• [WHAT TO WORK ON]
In the listing below, which lines contain the string "building"? Copy them all.

• [RECORDS FOR THIS TASK]
--- START ---

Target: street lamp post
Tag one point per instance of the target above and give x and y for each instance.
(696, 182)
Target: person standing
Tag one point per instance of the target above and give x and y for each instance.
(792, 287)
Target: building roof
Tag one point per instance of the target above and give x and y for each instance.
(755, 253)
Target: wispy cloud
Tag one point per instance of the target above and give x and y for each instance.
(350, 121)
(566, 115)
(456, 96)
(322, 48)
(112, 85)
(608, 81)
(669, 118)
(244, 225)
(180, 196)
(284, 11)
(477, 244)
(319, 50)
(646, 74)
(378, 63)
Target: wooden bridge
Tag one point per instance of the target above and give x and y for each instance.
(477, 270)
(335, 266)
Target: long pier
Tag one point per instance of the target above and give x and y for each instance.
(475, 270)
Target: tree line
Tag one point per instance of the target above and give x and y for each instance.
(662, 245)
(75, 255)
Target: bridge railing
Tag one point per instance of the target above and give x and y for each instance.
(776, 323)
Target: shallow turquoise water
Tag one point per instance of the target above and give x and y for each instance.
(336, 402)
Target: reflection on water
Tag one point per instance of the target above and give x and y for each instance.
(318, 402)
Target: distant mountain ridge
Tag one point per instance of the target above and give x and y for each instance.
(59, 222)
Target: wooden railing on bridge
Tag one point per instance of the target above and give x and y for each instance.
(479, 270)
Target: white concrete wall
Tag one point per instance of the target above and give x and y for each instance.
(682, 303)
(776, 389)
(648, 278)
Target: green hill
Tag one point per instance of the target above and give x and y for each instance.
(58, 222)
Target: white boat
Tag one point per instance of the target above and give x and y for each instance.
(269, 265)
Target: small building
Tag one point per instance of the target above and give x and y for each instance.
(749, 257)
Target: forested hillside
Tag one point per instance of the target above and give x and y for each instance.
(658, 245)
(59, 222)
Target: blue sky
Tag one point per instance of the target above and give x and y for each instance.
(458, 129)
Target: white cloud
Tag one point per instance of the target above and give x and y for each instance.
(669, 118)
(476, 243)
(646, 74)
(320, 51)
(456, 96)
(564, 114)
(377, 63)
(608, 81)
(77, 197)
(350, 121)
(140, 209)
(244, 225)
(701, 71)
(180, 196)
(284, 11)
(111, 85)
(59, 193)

--- END ---

• [WRITTEN RESPONSE]
Target: building roof
Target: small building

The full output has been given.